RECORDS SHOWN:
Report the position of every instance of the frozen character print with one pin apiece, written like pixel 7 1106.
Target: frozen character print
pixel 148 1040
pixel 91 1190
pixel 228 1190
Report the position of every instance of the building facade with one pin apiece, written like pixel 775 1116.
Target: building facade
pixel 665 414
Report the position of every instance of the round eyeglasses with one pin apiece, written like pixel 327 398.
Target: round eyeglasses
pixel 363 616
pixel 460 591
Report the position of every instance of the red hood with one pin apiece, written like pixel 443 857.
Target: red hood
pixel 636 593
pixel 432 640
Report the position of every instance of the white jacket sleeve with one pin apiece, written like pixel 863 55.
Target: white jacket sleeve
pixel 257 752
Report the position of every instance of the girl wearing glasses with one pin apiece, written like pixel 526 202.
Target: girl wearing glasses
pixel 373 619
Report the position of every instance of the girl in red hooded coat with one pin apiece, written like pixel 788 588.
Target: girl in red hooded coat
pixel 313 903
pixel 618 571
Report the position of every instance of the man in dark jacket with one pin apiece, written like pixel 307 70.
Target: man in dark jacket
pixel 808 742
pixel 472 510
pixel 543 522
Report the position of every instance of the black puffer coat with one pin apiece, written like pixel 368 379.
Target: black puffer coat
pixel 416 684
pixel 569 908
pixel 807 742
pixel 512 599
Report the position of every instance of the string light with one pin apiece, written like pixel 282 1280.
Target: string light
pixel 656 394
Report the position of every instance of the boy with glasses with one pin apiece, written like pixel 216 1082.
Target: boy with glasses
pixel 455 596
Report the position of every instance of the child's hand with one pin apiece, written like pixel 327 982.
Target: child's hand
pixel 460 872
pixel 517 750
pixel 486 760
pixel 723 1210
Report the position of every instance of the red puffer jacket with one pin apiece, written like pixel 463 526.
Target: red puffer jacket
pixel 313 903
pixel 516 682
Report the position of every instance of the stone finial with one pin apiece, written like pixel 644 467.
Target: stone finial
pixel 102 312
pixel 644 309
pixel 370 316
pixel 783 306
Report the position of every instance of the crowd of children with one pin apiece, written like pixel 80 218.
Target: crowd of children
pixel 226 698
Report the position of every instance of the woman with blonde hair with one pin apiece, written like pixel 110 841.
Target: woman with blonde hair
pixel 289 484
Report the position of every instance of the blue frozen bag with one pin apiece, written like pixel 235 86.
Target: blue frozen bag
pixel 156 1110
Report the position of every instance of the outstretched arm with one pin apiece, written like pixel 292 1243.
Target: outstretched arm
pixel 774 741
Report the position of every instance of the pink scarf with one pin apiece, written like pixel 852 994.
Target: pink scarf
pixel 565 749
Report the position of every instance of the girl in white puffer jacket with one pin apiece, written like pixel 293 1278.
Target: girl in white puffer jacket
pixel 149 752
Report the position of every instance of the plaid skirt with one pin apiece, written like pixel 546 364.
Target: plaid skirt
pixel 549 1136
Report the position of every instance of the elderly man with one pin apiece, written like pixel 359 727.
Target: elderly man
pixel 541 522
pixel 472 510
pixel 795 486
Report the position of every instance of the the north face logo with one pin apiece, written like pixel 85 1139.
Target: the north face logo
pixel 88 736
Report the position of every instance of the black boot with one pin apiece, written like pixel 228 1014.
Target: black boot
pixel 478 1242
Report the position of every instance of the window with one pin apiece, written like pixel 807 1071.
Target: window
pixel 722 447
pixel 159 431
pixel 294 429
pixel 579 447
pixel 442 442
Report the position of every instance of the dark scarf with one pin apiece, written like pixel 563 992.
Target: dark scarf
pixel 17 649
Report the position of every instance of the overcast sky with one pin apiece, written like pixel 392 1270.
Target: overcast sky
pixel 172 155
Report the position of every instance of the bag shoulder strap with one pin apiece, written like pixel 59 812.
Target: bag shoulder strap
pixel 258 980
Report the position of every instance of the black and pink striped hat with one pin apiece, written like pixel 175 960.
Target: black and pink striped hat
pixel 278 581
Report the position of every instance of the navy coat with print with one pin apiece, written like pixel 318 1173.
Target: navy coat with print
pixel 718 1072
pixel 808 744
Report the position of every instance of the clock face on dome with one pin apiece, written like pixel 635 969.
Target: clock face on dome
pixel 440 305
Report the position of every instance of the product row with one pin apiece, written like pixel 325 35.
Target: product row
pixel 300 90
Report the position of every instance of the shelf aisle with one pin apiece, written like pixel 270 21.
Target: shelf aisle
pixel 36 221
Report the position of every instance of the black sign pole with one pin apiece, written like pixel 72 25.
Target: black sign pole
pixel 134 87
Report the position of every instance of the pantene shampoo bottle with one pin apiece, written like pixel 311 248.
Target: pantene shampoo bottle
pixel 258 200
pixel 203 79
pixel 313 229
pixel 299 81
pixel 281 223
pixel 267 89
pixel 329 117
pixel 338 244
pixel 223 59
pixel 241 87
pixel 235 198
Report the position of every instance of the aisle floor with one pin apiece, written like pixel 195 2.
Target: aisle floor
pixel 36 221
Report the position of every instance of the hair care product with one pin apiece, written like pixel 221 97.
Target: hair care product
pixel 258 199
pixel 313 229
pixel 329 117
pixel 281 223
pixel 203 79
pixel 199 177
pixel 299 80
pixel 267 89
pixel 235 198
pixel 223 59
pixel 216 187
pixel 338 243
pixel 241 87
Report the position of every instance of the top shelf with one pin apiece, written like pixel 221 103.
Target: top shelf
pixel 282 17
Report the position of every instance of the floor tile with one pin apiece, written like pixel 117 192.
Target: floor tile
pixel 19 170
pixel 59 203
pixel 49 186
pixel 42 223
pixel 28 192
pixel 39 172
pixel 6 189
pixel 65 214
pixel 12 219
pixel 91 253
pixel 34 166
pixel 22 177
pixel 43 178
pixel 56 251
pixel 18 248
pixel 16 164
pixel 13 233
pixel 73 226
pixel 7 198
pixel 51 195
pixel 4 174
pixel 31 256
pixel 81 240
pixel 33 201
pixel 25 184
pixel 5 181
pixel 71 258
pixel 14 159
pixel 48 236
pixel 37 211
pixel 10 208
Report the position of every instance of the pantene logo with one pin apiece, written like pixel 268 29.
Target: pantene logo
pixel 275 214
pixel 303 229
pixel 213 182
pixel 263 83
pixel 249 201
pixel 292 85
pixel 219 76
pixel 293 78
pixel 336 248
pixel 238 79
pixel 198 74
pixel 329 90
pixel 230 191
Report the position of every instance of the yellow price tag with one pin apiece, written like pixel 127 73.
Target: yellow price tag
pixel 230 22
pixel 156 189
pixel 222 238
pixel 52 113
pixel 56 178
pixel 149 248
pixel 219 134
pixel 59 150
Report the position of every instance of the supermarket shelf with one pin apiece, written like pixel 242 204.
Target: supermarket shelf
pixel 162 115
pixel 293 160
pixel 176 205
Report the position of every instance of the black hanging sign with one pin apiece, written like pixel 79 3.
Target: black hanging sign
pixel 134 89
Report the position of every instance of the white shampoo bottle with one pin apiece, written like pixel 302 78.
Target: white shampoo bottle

STATED PROBLEM:
Reproduce the lines of the listing verbatim, from its first line through the line containing "pixel 228 1190", with both ends included.

ANSWER:
Report the position of every instance of the frozen character print with one pin apiece, written like pixel 7 1106.
Target: frozen character print
pixel 148 1040
pixel 91 1190
pixel 228 1190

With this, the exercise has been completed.